* START Records provided *

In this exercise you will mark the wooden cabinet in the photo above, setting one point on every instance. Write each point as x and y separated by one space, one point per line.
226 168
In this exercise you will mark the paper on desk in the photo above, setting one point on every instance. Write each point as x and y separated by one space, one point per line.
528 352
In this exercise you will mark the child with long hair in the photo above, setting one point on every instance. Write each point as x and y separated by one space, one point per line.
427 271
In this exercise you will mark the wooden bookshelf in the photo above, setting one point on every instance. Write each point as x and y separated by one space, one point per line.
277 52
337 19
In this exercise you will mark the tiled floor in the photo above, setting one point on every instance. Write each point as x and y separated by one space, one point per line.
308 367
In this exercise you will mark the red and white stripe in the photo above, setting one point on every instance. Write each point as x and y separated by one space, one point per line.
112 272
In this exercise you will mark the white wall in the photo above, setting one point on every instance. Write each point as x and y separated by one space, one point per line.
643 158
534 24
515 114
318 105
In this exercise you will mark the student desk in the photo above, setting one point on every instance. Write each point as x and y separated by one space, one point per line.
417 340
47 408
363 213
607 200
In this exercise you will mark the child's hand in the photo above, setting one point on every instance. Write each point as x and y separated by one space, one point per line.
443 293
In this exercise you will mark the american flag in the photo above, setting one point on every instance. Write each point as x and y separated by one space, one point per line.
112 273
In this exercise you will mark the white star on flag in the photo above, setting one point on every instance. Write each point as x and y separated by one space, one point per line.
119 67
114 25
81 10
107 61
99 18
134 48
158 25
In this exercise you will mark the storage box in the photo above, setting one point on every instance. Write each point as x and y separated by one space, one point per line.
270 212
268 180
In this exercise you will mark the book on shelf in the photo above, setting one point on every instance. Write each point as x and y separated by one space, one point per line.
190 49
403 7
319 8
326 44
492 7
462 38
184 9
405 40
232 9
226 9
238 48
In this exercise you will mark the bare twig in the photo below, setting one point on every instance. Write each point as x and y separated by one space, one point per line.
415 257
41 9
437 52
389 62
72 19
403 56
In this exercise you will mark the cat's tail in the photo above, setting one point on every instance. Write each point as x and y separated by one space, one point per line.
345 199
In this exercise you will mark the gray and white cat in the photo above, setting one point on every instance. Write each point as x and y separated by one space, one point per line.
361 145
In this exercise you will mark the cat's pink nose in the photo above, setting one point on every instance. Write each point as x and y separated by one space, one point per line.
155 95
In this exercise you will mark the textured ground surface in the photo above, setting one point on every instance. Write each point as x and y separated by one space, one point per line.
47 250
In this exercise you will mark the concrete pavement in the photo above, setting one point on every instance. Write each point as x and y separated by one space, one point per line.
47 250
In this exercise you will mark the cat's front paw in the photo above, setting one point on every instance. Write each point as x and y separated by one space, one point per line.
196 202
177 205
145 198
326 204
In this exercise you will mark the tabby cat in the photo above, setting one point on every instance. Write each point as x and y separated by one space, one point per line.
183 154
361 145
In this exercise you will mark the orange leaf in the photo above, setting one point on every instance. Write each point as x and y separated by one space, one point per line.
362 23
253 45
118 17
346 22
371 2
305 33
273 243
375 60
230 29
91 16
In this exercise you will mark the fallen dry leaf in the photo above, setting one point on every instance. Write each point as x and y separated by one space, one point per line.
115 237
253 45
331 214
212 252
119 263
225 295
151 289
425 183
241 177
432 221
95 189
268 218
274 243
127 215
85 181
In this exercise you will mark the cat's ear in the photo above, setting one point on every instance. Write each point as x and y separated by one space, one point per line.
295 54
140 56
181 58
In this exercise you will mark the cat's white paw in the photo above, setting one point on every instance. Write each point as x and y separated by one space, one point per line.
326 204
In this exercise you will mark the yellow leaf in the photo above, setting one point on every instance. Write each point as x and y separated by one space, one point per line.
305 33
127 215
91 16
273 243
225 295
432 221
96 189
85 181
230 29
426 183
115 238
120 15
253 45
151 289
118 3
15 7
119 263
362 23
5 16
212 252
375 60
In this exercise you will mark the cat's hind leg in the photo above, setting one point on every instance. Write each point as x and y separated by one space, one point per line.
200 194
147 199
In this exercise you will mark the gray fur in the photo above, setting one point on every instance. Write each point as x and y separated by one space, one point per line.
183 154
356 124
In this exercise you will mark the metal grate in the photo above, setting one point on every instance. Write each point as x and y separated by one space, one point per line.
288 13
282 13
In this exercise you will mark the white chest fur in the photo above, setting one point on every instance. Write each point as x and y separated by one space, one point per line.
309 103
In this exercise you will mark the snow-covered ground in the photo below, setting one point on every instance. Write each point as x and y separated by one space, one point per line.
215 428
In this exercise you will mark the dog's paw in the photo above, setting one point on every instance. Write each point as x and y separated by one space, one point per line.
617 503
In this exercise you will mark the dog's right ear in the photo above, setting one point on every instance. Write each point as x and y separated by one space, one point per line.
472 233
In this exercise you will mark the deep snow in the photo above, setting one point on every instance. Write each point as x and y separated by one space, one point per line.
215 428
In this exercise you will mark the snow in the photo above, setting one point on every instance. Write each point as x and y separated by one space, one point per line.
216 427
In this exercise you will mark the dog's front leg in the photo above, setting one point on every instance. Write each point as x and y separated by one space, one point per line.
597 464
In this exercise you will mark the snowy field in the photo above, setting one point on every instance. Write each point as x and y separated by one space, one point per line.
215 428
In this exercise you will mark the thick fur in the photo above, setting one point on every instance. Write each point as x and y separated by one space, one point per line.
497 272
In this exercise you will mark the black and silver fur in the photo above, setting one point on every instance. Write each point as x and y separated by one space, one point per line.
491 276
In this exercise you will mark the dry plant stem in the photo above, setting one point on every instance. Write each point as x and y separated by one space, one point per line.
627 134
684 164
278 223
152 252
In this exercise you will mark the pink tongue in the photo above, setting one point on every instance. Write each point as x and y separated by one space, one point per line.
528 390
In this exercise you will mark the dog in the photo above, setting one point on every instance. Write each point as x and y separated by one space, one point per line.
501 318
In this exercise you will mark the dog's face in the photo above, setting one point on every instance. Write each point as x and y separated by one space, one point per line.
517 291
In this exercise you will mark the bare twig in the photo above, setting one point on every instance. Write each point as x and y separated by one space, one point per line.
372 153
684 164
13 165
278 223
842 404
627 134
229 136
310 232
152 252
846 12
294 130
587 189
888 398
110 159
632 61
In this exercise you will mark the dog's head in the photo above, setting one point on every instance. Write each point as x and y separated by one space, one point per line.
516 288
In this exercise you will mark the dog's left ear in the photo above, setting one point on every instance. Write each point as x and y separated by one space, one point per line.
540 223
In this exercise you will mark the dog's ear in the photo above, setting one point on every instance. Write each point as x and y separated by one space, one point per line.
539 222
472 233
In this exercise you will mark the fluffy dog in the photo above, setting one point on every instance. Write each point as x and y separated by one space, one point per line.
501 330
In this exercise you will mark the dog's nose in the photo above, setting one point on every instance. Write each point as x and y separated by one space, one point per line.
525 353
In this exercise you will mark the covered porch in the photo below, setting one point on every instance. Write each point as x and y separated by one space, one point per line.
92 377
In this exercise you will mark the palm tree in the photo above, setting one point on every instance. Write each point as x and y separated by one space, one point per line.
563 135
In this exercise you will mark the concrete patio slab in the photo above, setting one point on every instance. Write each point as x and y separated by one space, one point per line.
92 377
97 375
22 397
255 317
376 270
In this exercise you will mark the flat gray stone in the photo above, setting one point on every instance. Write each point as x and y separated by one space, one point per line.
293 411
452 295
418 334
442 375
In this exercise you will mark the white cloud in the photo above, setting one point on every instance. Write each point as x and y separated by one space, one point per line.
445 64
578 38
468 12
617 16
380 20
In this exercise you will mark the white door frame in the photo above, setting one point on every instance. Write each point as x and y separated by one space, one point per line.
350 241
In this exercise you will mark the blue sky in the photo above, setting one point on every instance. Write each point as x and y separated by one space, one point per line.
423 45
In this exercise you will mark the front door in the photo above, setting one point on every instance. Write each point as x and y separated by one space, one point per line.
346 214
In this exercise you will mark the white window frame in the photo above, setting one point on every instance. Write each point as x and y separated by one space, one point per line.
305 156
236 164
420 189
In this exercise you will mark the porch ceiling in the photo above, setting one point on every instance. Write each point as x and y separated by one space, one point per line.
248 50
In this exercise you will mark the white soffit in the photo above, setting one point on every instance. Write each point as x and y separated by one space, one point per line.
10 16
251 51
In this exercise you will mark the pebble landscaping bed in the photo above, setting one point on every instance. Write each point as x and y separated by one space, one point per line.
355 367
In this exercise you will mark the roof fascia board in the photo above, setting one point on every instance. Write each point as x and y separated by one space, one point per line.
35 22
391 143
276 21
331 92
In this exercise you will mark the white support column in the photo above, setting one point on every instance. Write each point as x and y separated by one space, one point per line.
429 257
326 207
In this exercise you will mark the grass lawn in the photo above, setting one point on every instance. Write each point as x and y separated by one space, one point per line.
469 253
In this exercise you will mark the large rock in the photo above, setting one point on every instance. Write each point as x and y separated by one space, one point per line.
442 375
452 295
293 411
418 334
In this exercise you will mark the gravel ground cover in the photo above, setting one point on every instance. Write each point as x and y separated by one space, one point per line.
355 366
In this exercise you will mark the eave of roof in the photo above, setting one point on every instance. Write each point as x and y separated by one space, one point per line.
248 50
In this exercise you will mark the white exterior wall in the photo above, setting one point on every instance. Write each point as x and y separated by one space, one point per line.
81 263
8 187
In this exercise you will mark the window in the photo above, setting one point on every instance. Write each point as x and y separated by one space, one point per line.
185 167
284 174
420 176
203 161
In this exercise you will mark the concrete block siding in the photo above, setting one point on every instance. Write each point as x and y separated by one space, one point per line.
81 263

* END Records provided *

- _Problem description_
Begin with the line that contains "In this exercise you will mark the large" and end with the last line of the records; set down every line in that span exactly, and nothing else.

- _Full answer_
In this exercise you will mark the large rock in the photo above, setting one point on every instance. Write each point as x and y separated by one space, one point per line.
442 375
452 295
293 411
418 334
In this exercise you will mark the gravel ground cover in the photo above, setting one point on every instance. Write each point as x and y separated by one space, one point per line.
355 366
In this exercise you will mark the eave of roof in the photo above, setting one point on every instance. Write each point as x and y separated by one space, one point per line.
248 50
In this exercise you will mark the white exterior wall in the photo above, setting one point on every instance. Write each point as x and y separated by one space, one point per line.
81 263
8 187
In this exercise you will mark the window in the photo above, setting one point on every instance. Write each point as x and y separated by one space, one point per line.
185 167
284 174
420 176
203 161
In this exercise you will mark the concrete block siding in the photo above, setting one point on every instance. Write each point as x and y separated by one space, one point per line.
81 263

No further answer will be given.